> **DATASET ROWS**:
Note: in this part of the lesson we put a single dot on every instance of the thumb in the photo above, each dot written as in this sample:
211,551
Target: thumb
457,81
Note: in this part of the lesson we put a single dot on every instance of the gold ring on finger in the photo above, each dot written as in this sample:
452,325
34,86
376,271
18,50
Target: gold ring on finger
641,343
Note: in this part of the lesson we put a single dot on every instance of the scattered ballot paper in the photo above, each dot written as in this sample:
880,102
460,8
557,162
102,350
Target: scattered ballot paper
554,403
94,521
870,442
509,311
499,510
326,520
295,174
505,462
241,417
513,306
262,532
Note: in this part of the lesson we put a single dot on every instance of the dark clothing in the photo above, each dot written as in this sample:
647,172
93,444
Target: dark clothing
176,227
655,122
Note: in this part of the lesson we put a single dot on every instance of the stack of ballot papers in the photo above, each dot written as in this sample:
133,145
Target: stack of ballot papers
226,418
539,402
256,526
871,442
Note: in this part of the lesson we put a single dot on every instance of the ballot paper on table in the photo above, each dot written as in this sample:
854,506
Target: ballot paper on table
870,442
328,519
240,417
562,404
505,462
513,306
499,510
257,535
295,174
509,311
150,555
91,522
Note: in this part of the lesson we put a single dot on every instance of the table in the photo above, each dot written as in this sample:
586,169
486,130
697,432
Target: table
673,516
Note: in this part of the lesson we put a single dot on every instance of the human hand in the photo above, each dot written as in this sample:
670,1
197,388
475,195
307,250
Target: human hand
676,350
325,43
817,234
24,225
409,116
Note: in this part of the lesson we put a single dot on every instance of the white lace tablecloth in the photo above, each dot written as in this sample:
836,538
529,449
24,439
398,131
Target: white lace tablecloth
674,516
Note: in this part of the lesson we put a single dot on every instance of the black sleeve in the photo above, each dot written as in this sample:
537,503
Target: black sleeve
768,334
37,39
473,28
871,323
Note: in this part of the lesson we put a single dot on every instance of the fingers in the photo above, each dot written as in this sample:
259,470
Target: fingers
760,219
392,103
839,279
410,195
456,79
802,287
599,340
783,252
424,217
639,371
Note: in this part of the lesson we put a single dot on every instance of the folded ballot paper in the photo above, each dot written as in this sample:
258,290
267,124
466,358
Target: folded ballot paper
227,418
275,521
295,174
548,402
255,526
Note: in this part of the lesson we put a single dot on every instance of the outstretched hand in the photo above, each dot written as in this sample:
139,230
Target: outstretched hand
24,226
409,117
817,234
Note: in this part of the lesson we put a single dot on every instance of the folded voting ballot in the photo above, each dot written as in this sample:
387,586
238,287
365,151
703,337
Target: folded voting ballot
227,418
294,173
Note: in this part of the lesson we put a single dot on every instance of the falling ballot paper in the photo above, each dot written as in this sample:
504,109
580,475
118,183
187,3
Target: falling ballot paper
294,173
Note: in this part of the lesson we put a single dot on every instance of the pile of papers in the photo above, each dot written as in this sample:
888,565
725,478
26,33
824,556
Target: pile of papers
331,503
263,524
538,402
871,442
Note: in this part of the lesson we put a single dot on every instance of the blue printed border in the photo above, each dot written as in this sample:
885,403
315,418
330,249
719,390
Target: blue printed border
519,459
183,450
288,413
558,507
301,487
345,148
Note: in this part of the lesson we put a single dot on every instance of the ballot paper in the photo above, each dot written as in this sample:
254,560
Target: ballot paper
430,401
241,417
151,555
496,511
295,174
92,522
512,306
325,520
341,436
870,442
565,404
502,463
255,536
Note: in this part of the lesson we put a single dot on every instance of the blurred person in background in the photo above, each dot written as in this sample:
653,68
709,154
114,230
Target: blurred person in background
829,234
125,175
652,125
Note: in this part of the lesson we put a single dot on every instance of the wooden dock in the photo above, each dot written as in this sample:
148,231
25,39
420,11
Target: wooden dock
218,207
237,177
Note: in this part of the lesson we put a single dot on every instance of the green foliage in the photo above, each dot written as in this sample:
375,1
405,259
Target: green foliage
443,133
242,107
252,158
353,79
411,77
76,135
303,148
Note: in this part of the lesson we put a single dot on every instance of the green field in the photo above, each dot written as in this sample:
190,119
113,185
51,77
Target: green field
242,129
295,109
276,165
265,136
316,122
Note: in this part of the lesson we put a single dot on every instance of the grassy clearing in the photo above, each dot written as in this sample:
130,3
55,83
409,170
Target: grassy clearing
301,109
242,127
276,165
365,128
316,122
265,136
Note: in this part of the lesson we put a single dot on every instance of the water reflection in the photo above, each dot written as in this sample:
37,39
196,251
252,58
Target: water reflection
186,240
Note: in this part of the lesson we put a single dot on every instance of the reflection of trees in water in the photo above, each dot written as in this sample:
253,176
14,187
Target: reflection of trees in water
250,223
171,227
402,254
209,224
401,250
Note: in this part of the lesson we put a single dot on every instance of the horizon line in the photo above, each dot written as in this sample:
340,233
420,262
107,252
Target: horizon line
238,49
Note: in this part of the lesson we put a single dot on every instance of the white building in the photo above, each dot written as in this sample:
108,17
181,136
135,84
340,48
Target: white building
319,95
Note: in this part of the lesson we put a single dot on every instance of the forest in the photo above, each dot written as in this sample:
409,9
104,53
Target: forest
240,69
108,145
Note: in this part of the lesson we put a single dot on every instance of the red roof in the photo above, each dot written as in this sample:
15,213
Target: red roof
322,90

> **INSTRUCTIONS FOR THE TASK**:
Copy the lines word for word, starting at the line containing "the red roof" and ending at the last line above.

> **RESULT FOR THIS TASK**:
Note: in this part of the lesson we put a single dot on every instance of the red roof in the photo above, each dot written as in this sample:
15,213
Target: red roof
322,90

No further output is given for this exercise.